**What the exercise asks**
Pull out every line of the records below that contains the word "sample", and copy each of those lines. Letter case counts, so match the capitalization of "sample".

**Data extract**
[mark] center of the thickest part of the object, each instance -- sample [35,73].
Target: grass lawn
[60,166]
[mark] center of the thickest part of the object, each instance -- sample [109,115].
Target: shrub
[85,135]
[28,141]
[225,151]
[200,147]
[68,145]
--
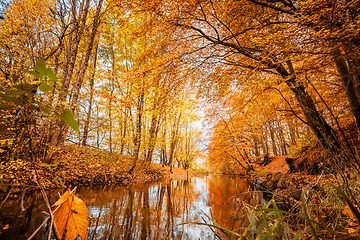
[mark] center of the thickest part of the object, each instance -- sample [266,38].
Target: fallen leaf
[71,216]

**Expected answer**
[mark] center of the thickest part of the object, each instance -- sample [35,73].
[mark] center of the thickest part of the object, each instance -- sample [109,115].
[mark] center of the thickest part of the object, each instance -- sample [266,38].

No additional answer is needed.